** Start **

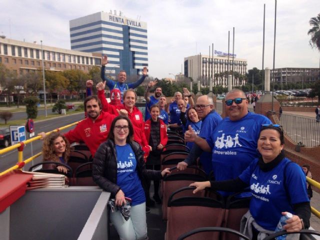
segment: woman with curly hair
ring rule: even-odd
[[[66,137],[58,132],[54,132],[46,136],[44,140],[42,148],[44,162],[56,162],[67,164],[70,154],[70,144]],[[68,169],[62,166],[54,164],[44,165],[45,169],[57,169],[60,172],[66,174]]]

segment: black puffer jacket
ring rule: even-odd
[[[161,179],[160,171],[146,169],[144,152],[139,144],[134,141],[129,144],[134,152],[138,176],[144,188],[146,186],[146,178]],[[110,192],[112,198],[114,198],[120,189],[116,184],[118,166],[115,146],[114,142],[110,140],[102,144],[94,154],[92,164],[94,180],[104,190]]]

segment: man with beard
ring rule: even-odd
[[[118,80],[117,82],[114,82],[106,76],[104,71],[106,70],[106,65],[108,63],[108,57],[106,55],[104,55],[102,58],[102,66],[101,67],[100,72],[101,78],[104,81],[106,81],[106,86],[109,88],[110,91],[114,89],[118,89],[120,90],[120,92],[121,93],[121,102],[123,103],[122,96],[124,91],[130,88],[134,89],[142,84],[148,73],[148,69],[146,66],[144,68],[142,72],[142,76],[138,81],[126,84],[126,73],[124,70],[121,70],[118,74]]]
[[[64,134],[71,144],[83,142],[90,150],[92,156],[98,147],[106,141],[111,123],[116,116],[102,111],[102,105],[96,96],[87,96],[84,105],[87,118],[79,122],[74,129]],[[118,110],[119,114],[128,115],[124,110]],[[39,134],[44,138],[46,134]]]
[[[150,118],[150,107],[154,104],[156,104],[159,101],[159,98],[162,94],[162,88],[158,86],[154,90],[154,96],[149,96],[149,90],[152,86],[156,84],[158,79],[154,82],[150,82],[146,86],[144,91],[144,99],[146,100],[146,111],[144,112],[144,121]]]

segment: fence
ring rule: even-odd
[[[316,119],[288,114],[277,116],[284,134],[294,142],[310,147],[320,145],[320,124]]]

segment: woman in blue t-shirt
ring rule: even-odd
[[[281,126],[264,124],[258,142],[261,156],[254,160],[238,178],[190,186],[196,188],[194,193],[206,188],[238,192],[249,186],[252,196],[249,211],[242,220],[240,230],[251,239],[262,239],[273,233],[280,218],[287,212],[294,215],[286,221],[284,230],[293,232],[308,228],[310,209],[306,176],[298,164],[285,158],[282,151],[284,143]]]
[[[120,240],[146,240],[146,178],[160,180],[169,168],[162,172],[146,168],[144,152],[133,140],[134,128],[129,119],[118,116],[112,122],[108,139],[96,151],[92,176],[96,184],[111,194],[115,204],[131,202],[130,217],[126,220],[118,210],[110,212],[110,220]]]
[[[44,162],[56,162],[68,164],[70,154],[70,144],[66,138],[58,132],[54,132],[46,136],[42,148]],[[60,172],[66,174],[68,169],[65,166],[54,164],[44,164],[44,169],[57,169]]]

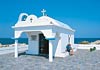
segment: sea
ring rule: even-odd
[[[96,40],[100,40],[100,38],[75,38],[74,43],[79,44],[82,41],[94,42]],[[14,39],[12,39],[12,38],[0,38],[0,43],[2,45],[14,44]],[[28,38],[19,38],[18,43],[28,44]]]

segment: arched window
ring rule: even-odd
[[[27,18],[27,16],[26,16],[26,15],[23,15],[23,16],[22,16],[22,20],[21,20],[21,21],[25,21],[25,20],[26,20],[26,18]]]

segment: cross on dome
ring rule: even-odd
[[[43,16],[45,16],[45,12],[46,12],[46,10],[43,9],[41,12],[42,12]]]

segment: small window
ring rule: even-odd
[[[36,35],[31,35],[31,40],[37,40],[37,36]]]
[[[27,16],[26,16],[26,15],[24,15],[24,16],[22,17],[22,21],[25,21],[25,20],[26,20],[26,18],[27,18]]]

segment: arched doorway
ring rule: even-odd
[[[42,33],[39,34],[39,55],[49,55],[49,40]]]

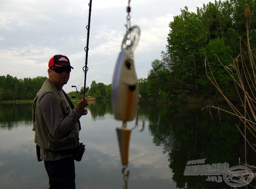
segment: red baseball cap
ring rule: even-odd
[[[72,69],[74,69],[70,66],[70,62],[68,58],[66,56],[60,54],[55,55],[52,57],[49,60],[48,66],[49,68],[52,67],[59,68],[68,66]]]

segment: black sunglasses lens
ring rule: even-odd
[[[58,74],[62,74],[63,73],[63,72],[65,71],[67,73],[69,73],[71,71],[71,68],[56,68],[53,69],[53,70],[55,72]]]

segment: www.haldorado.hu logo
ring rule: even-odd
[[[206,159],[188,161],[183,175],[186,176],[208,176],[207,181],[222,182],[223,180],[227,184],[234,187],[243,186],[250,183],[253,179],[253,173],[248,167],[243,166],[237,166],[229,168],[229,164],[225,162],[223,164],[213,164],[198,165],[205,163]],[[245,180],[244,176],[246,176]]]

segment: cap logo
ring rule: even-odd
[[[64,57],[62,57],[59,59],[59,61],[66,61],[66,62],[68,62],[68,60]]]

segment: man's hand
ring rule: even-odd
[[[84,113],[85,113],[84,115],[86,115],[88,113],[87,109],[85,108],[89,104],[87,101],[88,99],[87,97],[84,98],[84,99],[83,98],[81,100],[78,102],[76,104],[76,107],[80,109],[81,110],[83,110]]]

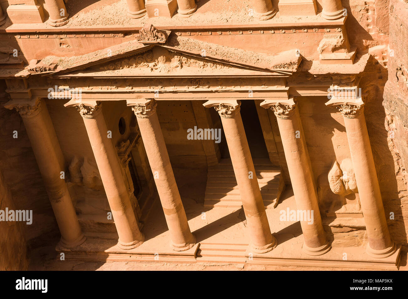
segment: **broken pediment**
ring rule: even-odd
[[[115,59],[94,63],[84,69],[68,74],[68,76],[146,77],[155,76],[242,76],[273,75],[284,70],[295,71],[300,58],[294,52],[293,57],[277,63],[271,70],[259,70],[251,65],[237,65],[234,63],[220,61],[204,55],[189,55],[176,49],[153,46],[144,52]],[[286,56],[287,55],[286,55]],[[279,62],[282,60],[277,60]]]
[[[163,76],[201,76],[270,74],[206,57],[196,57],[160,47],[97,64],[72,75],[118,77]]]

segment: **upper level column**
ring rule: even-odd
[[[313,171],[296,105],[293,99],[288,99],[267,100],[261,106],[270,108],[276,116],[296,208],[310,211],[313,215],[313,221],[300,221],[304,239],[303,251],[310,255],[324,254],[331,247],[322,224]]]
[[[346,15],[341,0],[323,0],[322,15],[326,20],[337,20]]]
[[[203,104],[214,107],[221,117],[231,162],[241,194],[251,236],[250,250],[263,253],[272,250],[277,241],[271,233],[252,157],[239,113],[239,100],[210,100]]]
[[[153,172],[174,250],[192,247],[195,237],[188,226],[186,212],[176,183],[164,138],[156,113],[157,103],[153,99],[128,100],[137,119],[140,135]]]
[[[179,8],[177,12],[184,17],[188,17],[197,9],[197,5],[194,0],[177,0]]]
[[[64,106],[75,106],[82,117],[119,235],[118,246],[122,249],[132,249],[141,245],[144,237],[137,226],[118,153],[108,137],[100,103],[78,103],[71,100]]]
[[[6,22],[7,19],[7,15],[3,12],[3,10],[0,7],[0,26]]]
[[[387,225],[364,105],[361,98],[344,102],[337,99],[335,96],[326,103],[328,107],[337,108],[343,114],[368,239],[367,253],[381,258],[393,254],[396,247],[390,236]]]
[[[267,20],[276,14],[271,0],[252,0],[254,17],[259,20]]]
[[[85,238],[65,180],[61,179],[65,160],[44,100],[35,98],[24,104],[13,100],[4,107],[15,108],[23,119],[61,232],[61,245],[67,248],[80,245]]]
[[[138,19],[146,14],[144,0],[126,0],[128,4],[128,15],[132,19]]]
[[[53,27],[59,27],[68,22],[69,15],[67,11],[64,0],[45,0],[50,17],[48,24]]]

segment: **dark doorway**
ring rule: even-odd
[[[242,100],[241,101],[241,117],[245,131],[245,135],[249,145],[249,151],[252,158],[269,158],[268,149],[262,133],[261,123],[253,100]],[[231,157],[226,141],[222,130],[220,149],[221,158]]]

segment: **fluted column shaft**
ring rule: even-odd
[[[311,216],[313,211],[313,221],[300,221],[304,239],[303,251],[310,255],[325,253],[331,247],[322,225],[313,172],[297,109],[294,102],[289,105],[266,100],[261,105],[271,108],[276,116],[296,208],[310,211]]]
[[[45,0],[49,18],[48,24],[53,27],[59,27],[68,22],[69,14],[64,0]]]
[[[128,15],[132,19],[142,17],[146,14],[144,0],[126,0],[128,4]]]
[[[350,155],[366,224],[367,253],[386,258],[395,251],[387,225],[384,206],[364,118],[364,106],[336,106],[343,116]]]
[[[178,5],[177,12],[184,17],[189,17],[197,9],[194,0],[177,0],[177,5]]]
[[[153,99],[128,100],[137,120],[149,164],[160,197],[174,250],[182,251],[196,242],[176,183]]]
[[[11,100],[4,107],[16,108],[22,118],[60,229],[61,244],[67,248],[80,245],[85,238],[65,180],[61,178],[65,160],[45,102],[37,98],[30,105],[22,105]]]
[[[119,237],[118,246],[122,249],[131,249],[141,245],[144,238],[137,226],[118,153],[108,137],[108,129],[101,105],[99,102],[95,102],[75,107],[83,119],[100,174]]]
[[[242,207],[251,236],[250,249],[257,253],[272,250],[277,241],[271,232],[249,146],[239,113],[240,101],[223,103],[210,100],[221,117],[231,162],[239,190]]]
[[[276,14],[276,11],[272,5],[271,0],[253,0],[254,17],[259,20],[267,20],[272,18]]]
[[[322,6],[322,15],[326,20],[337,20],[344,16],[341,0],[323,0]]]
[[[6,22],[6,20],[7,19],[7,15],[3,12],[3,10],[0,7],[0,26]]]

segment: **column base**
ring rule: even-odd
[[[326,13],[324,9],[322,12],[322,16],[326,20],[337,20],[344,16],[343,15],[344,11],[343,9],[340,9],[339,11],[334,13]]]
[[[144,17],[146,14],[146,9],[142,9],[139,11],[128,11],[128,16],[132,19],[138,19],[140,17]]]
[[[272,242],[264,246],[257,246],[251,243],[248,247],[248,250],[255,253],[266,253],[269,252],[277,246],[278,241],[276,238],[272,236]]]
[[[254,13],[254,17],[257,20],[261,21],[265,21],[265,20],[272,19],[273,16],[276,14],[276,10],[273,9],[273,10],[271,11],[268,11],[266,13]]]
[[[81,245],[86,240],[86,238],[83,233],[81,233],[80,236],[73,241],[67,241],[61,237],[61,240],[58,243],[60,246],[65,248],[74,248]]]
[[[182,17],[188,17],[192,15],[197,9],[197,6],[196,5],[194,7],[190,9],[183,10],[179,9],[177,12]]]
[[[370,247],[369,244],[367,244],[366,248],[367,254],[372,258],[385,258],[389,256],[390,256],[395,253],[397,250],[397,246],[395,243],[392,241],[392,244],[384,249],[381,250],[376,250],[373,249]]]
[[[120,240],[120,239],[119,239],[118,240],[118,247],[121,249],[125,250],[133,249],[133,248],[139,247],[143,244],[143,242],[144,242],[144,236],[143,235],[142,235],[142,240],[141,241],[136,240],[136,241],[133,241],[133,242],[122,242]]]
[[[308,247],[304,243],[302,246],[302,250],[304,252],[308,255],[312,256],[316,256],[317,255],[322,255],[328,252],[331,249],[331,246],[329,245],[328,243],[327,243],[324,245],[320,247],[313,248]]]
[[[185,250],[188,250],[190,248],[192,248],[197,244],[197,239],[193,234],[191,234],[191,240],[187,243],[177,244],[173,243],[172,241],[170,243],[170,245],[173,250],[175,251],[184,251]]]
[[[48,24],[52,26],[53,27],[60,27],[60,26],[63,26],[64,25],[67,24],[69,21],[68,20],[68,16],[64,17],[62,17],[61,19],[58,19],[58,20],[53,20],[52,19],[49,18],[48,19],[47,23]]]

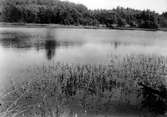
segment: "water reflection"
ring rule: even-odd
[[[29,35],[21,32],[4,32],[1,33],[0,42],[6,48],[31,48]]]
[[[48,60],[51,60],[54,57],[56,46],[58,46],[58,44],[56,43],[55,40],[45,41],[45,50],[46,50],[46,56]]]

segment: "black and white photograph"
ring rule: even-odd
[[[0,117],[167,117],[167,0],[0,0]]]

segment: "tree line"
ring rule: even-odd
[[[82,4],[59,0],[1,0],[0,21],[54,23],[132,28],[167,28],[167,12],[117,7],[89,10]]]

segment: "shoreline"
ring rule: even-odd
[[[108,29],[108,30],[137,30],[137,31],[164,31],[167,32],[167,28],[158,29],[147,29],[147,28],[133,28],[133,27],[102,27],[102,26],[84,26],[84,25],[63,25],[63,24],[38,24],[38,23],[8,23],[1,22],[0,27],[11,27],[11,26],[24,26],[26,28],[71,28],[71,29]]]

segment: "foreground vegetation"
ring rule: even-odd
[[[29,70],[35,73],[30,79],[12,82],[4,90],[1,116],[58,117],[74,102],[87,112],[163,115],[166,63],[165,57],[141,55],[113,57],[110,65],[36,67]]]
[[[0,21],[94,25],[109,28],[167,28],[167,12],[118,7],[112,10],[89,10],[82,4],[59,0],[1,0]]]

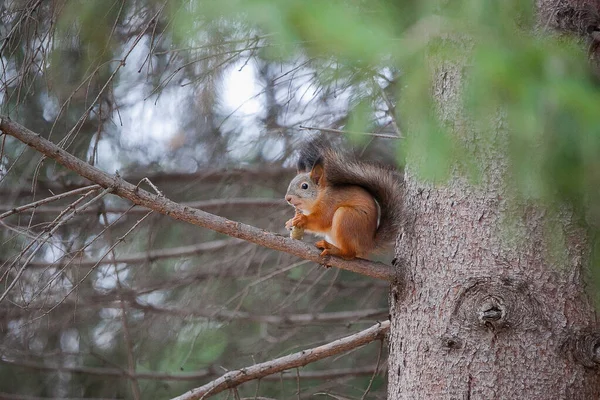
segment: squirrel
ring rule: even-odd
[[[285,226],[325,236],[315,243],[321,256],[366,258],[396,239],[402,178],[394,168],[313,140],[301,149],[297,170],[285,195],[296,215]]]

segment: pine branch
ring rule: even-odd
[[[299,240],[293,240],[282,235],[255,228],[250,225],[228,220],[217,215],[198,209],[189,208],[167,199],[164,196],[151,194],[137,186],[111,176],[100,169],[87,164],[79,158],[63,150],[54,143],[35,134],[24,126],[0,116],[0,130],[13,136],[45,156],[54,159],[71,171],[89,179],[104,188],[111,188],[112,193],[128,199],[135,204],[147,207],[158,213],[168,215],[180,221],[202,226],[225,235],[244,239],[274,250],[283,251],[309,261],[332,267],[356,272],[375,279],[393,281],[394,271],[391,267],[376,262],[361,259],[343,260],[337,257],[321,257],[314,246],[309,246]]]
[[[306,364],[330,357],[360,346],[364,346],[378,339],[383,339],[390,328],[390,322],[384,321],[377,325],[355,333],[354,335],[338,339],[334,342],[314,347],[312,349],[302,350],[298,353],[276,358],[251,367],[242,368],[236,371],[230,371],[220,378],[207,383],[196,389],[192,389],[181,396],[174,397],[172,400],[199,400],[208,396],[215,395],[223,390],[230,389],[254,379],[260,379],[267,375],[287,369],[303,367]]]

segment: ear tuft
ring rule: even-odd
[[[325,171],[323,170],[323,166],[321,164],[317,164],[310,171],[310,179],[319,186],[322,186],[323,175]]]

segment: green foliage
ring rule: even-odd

** End **

■ Exercise task: Please lay out the material as a Markdown table, starting with the line that contains "segment: ear tuft" and going on through the last line of the material. Use a Row column for the row number and a Line column for the line itself, and leave out blank lines.

■ Task answer:
| Row | Line |
|---|---|
| 1 | segment: ear tuft |
| 2 | ring rule: even-odd |
| 3 | [[[325,171],[323,170],[323,166],[321,164],[317,164],[310,171],[310,179],[319,186],[322,186],[323,175]]] |
| 4 | segment: green foliage |
| 5 | ring rule: even-odd |